I took an oath to our nation and the Constitution when I volunteered for the Marines and when I was first sworn in to represent Collin County in Congress in 2019. On Sunday, I took this oath again as a returning member of the House of Representatives for the 117th Congress.
As a constitutional conservative, I have always considered our founding document to be my North Star when deliberating public policy. Our founding fathers intentionally created a republic separating the national and state governments, known as federalism. This principle prevents the federal government from gaining too much control and protects the people from a powerful, centralized government.
In accordance with the Constitution, I will vote to accept the electoral votes certified by every state.
The 117th Congress began with a constitutional debate unlike any in recent history. I know good friends and respected conservatives, all loyal to the Constitution and our Republic, who interpret the matter on both sides. However, in forming my decision, I carefully examined the Constitution, the Federalist Papers, and the Electoral Count Act, which define the Electoral College process. These texts clearly grant the power to appoint electors to the respective states without needing approval from the federal government. Consistent with the Tenth Amendment to the Constitution, power not delegated to the federal government by the Constitution rests with the respective states.
This view, shared by stalwart conservatives like Senators Mike Lee, Tom Cotton, and many conservatives in the House, including my Texas classmate, Congressman Chip Roy, is further supported by historical precedent.
The founders emphatically objected to a parliamentary system, in which the legislative body selects the executive. This view was so ardently held, the Constitution explicitly prohibits members of Congress from serving as electors.
By objecting to electors, Congress would essentially establish veto power over a state’s electoral votes, mutating the process to elect our president into an ad hoc parliamentary hybrid. With such precedent, members of Congress could object for any reason, further distorting the Constitution to fit the political whim of the moment. For example, this precedent could allow Congress to object to Texas’ electoral votes because our state added an extra week of early voting during the COVID-19 pandemic without legislative approval. More cynically, liberal members of Congress who oppose Texas’ voter ID laws could move to throw out our electors. It only takes a few iterations until our Republic becomes a Parliamentary government.
The Constitution directs Congress to defer to the judgment of the states. Importantly, at the time of the vote, not a single state legislature formally, or informally, called on Congress to object to their electors. Notably, five of the six states in question are led by Republican legislative majorities.

* [TASK SET]:
a: In the statement on electoral votes, which amendment is cited as leaving power not delegated to the federal government with the states?
b: Duplicate the part of the statement on electoral votes starting with "The 117th Congress began" and going on through "by historical precedent.".

* [Collected data]:

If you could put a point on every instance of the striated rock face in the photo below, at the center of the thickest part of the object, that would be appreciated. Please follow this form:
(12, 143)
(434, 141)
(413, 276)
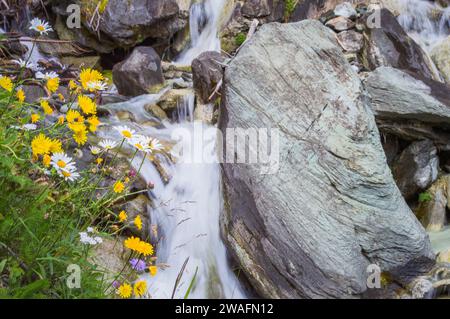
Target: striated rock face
(333, 184)
(207, 71)
(389, 45)
(129, 22)
(138, 73)
(410, 106)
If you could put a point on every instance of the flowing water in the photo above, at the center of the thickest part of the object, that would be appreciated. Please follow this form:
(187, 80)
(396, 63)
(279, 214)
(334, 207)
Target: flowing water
(426, 22)
(187, 209)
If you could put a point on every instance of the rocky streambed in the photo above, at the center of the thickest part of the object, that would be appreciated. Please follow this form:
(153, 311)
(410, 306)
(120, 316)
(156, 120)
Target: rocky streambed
(362, 112)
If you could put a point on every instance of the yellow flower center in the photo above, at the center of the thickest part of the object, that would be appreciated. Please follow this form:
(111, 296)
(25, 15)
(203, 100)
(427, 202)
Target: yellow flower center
(66, 174)
(61, 164)
(126, 133)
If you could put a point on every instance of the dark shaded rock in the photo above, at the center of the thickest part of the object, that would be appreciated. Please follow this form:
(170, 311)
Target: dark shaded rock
(256, 8)
(351, 41)
(138, 73)
(390, 45)
(340, 24)
(432, 208)
(417, 168)
(333, 184)
(207, 72)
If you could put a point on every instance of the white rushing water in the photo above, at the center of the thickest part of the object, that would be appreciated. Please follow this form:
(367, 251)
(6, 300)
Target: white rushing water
(426, 22)
(187, 209)
(203, 22)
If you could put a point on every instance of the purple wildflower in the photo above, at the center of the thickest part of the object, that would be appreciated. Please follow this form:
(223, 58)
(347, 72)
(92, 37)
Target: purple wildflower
(138, 264)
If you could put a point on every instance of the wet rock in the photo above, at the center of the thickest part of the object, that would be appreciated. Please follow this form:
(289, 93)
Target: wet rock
(389, 45)
(440, 55)
(138, 206)
(350, 41)
(207, 72)
(156, 111)
(340, 24)
(172, 98)
(417, 168)
(256, 8)
(333, 183)
(138, 73)
(432, 209)
(92, 62)
(399, 95)
(345, 10)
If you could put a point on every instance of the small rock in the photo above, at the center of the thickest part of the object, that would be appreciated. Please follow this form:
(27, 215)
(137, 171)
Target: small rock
(345, 10)
(417, 168)
(207, 73)
(440, 55)
(138, 206)
(138, 73)
(432, 210)
(156, 111)
(350, 41)
(340, 24)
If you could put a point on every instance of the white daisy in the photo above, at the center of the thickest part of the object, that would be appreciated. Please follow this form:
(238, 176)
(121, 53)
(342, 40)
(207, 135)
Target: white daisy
(108, 144)
(97, 86)
(24, 64)
(40, 26)
(61, 161)
(155, 145)
(95, 150)
(46, 75)
(126, 132)
(142, 143)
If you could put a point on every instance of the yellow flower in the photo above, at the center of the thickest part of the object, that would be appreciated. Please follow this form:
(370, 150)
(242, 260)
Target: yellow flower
(140, 288)
(46, 160)
(56, 146)
(80, 136)
(87, 105)
(53, 84)
(73, 116)
(123, 216)
(94, 123)
(35, 118)
(41, 145)
(125, 291)
(6, 83)
(119, 187)
(20, 95)
(88, 76)
(46, 107)
(138, 222)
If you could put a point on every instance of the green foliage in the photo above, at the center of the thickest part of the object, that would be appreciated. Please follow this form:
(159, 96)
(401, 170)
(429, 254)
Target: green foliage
(289, 8)
(240, 39)
(425, 197)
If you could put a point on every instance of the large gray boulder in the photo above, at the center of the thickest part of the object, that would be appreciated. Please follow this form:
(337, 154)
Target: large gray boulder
(312, 228)
(390, 45)
(138, 73)
(410, 106)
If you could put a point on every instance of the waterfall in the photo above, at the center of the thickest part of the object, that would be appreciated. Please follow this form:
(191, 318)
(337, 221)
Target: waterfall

* [SOLUTIONS BY TASK]:
a: The Tenth Amendment to the Constitution.

b:
The 117th Congress began with a constitutional debate unlike any in recent history. I know good friends and respected conservatives, all loyal to the Constitution and our Republic, who interpret the matter on both sides. However, in forming my decision, I carefully examined the Constitution, the Federalist Papers, and the Electoral Count Act, which define the Electoral College process. These texts clearly grant the power to appoint electors to the respective states without needing approval from the federal government. Consistent with the Tenth Amendment to the Constitution, power not delegated to the federal government by the Constitution rests with the respective states.
This view, shared by stalwart conservatives like Senators Mike Lee, Tom Cotton, and many conservatives in the House, including my Texas classmate, Congressman Chip Roy, is further supported by historical precedent.